[START OF Dataset entries]
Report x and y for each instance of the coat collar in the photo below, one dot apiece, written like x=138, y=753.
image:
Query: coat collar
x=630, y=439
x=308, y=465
[END OF Dataset entries]
[START OF Dataset entries]
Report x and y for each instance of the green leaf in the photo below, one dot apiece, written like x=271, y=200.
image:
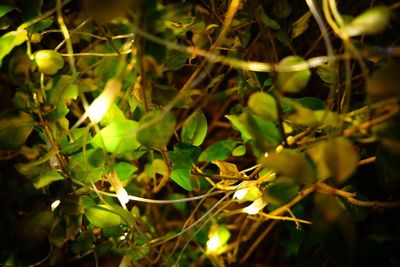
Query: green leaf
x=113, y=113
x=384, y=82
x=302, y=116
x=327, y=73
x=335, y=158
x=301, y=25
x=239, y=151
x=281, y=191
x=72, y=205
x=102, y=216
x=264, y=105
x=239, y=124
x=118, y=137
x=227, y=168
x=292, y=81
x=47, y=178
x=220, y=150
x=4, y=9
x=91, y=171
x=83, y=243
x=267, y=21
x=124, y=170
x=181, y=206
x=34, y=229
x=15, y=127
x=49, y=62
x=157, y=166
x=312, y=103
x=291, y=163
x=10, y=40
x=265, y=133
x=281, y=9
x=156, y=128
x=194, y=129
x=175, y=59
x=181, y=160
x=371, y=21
[END OF Dataset entries]
Short problem:
Could you rewrite the stretch from the line containing "Report x and y for each instance of the coat" through the line containing "x=308, y=465", both ends included, with every "coat collar" changed to "jacket collar" and everything else kept the same?

The answer:
Report x and y for each instance of the jacket collar in the photo below, one dot apiece, written like x=138, y=753.
image:
Query: jacket collar
x=630, y=439
x=308, y=465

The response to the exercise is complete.